■ **QUOTED TEXT**:

--------

- Born: December 3, 1733 Providence, Rhode Island
- Died: December 3, 1785 (aged 52) Providence, Rhode Island
- Parent(s): James Brown II, Father Hope Power, Mother
- Relatives: Chad Brown, ancestor Nicholas Brown, brother Moses Brown, brother John Brown, brother John Brown Francis, grandnephew

= Joseph Brown (astronomer) =

American astronomer and professor at Brown University

Joseph Brown (December 3, 1733 – December 3, 1785) was an early American industrialist, architect, astronomer, and professor at Brown University.

==Biography==
Brown was born in Providence, Rhode Island Colony one of the four surviving sons (known in Providence annals as the “Four Brothers”) of James Brown II (1698–1739), a merchant, and Hope Power Brown. Like his father, Joseph Brown engaged in business, and in manufacturing, and acquired sufficient wealth to permit him to follow his natural taste for science. He was greatly interested in the science of electricity, and his knowledge of that subject was remarkable for the time. He left an electric machine of his own construction, an outstanding example of this sort of apparatus for that time.

--------

■ **EXERCISE REQUIREMENTS**:
[a] In the Joseph Brown biography, how would you render "He was greatly interested in the science of electricity, and his knowledge of that subject was remarkable for the time." in Spanish?
[b] Which lines of the listing contain the string "rear"? Copy each of them, and treat uppercase and lowercase as different.
The biography and the listing have no connection to each other.

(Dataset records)
--------

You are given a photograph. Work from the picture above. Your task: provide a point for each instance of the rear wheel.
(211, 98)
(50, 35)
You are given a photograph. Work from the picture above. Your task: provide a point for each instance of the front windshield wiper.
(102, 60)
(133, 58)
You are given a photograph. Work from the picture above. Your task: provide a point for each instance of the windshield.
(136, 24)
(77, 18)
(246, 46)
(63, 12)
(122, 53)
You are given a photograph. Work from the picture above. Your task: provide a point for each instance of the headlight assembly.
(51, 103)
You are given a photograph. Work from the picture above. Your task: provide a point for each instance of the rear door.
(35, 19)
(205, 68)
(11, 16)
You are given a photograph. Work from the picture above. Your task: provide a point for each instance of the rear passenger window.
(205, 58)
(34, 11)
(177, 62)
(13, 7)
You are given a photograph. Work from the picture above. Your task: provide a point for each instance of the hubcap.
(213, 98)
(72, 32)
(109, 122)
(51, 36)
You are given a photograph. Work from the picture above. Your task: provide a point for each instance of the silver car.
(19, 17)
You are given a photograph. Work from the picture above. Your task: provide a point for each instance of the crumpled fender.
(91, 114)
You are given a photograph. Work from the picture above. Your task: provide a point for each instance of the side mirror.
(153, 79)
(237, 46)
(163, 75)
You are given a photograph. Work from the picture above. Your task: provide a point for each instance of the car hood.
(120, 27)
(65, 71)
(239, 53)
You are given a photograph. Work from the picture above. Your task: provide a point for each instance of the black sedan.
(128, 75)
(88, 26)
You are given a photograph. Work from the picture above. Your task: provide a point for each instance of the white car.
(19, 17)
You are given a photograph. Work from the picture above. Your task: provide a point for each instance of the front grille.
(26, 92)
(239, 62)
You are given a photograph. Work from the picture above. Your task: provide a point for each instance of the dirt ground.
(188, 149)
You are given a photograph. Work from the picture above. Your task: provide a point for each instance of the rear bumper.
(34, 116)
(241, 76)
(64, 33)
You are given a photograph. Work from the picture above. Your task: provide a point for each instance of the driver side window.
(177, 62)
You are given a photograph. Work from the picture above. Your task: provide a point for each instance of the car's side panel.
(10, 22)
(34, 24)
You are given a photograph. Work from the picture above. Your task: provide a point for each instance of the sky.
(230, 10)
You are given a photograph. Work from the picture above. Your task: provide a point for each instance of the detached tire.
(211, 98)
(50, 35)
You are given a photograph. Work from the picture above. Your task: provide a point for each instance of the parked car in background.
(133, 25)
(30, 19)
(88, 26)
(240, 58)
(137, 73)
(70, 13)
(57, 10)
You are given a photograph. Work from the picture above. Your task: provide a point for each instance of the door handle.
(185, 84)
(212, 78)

--------

■ **LIST OF SOLUTIONS**:
[a] Le interesaba mucho la ciencia de la electricidad, y su conocimiento de ese tema era notable para la época.

[b]
You are given a photograph. Work from the picture above. Your task: provide a point for each instance of the rear wheel.
You are given a photograph. Work from the picture above. Your task: provide a point for each instance of the rear door.
You are given a photograph. Work from the picture above. Your task: provide a point for each instance of the rear passenger window.
You are given a photograph. Work from the picture above. Your task: provide a point for each instance of the rear bumper.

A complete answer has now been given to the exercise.